◆ INSTRUCTIONS FOR THE TASK ◆
One exact copy of the listing, minus the images, is the required answer.

==== RECORD EXCERPTS

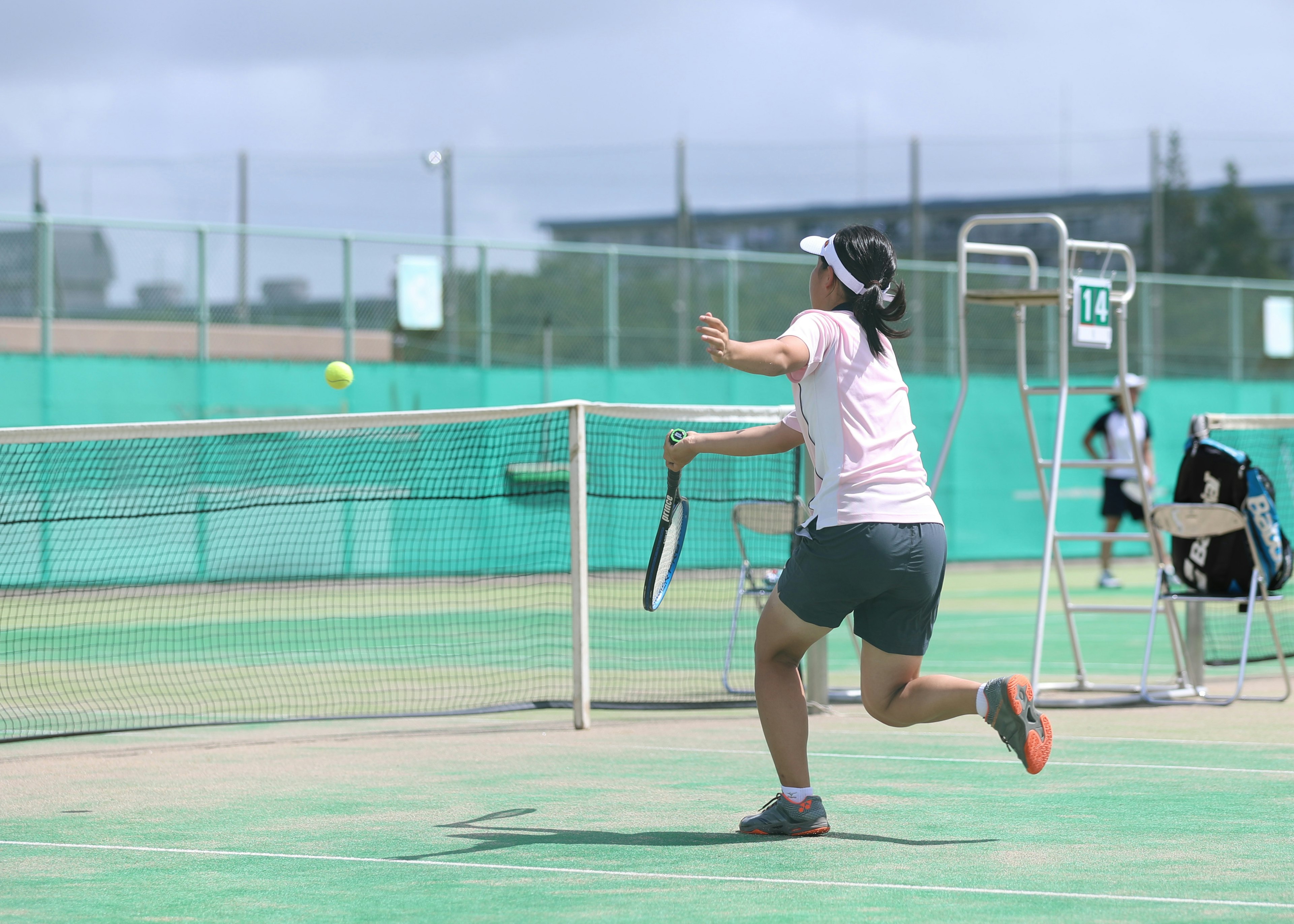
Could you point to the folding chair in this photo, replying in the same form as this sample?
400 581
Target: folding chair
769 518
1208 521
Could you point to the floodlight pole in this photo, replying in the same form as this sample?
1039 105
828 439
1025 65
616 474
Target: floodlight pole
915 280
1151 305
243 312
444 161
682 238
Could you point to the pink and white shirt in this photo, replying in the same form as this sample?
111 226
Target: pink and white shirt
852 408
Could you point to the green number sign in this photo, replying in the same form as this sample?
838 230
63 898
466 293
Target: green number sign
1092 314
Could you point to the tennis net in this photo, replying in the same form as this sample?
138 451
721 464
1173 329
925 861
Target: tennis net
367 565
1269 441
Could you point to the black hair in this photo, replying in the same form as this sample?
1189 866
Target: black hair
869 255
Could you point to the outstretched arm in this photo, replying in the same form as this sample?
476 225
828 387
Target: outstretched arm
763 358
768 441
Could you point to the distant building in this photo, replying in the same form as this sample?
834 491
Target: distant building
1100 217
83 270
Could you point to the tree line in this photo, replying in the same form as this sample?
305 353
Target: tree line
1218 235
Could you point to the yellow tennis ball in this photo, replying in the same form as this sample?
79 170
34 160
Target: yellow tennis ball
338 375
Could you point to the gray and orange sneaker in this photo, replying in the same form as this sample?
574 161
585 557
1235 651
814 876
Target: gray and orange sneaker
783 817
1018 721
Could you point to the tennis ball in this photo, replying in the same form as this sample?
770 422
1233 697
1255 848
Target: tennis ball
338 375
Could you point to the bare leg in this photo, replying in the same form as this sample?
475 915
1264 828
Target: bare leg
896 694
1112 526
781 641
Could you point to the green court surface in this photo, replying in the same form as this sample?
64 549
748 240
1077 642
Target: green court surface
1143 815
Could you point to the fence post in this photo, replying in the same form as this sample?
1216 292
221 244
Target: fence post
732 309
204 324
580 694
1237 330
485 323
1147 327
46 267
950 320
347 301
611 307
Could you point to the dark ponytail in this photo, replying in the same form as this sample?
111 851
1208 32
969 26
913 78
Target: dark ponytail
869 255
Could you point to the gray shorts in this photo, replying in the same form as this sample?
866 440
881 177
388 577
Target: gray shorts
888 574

========

◆ RESULT OF THE EXERCISE ◆
Could you point to the folding chair in this photo, replying in the same form as this sample?
400 581
Target: folding chair
769 518
1208 521
Could you point to the floodlight pole in this photo, replying in the same form as this sample?
1039 105
828 439
1025 65
616 474
Target: floodlight pole
915 280
1151 305
243 312
444 161
682 238
Could you point to the pink and white shirt in this photo, replying in the same form as this sample?
111 226
Target: pink and white shirt
852 408
Could you point to the green number sign in this photo, replying in the same form as this sample?
838 230
63 898
466 293
Target: green number sign
1092 314
Could you point to the tennis net in this photo, replying in the same form as this sample?
138 451
721 464
1173 329
925 861
Target: tennis net
367 565
1269 441
Could you point to the black hair in this photo, replying in the same form as this sample?
1189 866
Target: black hair
869 255
Could you point to the outstretched arm in this photo, replying in the same form as this sample?
476 225
828 387
Target: outstretched arm
763 358
768 441
Could you point to the distant building in this photo, replying in the same form as this sample?
834 491
Target: distant building
1100 217
83 270
Could you point to the tree line in this photo, replying in the same form as this sample?
305 353
Target: tree line
1218 235
Could you point to the yellow tennis ball in this photo, replying in the same form as this sample?
79 170
34 160
Target: yellow tennis ball
338 375
Could you point to the gray and orange sneaker in this photo, replying in the same form as this sample?
574 161
585 557
1235 651
814 876
Target: gray and orange sneaker
783 817
1018 721
Could you point to the tennis ball in this photo, replying in the same form as this sample?
770 422
1233 697
1255 848
Target: tennis ball
338 375
Could you point to the bare leg in this photo, replying in the same form as this sample?
475 915
1264 828
Target: bare leg
896 694
1112 526
781 641
Could you point to the green court surface in this photo, replying in the same form as this sample?
64 549
748 240
1077 642
Target: green court surface
1143 815
Could you point to the fence post in this photo, replying in the same form as this sample?
1216 292
221 244
Target: fence post
732 309
204 324
580 694
1237 330
485 323
1147 327
46 267
950 320
347 301
611 307
Could you point to the dark ponytail in this photo, replying in the same form as this sample?
111 851
1208 32
969 26
913 78
Target: dark ponytail
869 255
Could you point to the gray shorts in this photo, replying in the same form as this sample?
866 440
881 177
388 577
Target: gray shorts
888 574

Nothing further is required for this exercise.